====== DOCUMENT SEGMENT ======

Note: This review is from 2015

Review by Steve Bennett

Pelican make it easy for you to dislike them with their theatre-studenty approach to the sketch show.

Quite a few skits from this slighty-too-smug four-man troupe seem to be little more drama exercises in physically ‘being’ something else: Look I’m pretending to be a fairground claw game! Now we’re hatchlings! And what’s this? My, it’s a box of ‘mime’, let’s open it up! There’s even juggling, guys.

And then there is what they do at the end of every sketch, which is to go…

‘Ooooh…. aaaah’

…in unison, like a vocal warm-up. When they’re doing this, the word ‘tossers’ springs readily to mind.

But behind this ponciness are some quite good ideas; even if there are not as quite as many as you’d hope to fill the hour.

======

### [OBJECTIVE 1]
According to the comedy review, how many members are in the troupe?

====== RECORDS FOR PROCESSING ======

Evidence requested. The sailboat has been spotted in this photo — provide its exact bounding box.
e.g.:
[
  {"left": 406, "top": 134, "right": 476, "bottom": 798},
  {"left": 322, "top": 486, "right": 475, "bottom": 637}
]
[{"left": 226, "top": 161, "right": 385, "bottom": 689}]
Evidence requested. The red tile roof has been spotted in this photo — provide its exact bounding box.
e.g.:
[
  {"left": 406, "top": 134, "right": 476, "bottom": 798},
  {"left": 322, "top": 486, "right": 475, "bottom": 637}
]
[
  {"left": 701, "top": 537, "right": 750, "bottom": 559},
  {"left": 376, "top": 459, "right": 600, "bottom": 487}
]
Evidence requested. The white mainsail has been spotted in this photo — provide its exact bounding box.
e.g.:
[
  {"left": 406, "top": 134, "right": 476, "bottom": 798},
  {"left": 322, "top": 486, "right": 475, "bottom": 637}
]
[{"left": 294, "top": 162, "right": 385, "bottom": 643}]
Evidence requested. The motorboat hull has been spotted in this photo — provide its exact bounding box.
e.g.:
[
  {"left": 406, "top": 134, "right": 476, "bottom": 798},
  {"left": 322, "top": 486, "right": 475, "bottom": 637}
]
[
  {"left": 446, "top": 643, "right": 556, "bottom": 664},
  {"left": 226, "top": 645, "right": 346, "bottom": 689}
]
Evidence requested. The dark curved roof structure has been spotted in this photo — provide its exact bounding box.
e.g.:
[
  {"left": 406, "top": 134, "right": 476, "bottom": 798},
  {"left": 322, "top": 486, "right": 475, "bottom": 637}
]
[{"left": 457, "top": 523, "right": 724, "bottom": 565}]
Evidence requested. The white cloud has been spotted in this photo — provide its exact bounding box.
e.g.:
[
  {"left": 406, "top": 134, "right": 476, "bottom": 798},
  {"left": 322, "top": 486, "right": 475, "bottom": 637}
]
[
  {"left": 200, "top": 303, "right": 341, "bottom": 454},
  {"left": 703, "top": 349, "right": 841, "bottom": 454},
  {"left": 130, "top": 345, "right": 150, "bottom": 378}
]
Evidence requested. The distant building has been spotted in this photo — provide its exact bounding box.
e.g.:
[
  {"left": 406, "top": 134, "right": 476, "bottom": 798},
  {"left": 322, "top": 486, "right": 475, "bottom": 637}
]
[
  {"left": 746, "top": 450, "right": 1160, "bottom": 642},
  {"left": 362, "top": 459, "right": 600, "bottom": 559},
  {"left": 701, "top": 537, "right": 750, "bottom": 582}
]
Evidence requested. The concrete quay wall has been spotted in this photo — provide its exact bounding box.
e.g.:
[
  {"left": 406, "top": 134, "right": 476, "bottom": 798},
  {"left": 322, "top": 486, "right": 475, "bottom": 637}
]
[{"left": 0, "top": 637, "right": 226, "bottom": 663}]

======

### [OBJECTIVE 2]
Begin at the record line containing "Evidence requested. The distant" and continue through the end of the records. Reproduce those lines with "spotted" changed to "located", keeping everything else the same.

### [RIGHT ANSWER 1]
Four.

### [RIGHT ANSWER 2]
Evidence requested. The distant building has been located in this photo — provide its exact bounding box.
e.g.:
[
  {"left": 406, "top": 134, "right": 476, "bottom": 798},
  {"left": 322, "top": 486, "right": 475, "bottom": 637}
]
[
  {"left": 746, "top": 450, "right": 1160, "bottom": 642},
  {"left": 362, "top": 459, "right": 600, "bottom": 559},
  {"left": 701, "top": 537, "right": 750, "bottom": 582}
]
Evidence requested. The concrete quay wall has been located in this photo — provide its exact bounding box.
e.g.:
[
  {"left": 406, "top": 134, "right": 476, "bottom": 798},
  {"left": 322, "top": 486, "right": 475, "bottom": 637}
]
[{"left": 0, "top": 637, "right": 226, "bottom": 663}]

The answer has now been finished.